Natural language region descriptions
- - -

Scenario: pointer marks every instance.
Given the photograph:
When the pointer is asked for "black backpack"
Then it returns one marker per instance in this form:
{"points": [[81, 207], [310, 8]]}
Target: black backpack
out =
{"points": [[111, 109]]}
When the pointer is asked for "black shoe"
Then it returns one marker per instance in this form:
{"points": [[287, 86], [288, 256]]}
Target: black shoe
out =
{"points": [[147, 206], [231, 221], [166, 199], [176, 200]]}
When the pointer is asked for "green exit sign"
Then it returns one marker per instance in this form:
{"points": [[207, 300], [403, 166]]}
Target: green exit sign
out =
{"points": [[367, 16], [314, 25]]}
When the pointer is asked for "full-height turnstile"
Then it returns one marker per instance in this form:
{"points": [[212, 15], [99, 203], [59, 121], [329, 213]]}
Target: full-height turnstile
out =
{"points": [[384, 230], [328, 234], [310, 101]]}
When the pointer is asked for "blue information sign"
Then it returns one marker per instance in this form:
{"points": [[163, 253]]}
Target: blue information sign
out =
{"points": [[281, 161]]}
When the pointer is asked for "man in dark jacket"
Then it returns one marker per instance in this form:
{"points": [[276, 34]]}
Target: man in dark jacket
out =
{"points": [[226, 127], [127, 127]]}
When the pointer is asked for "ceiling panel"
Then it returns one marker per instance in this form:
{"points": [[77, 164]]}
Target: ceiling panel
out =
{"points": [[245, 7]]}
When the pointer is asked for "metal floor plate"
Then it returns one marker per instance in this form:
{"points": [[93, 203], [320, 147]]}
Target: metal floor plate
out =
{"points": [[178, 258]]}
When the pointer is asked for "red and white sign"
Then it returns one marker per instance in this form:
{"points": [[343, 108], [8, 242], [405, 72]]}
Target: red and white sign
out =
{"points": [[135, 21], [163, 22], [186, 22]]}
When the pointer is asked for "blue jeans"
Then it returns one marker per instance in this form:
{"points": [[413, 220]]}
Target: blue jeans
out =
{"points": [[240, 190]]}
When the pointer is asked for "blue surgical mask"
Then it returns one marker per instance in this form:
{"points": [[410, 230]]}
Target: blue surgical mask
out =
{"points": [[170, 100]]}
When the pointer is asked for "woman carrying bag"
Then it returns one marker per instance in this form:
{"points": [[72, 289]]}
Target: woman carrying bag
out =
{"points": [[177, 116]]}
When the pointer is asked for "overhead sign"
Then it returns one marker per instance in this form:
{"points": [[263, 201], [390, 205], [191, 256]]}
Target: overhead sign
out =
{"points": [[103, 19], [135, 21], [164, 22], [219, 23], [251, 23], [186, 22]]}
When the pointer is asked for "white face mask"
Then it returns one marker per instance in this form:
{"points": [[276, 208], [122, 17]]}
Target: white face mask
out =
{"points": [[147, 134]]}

- - -

### WHAT IS NEEDED
Across the records above, count the lines holding "shoe" and reply with that number alone.

### REPLY
2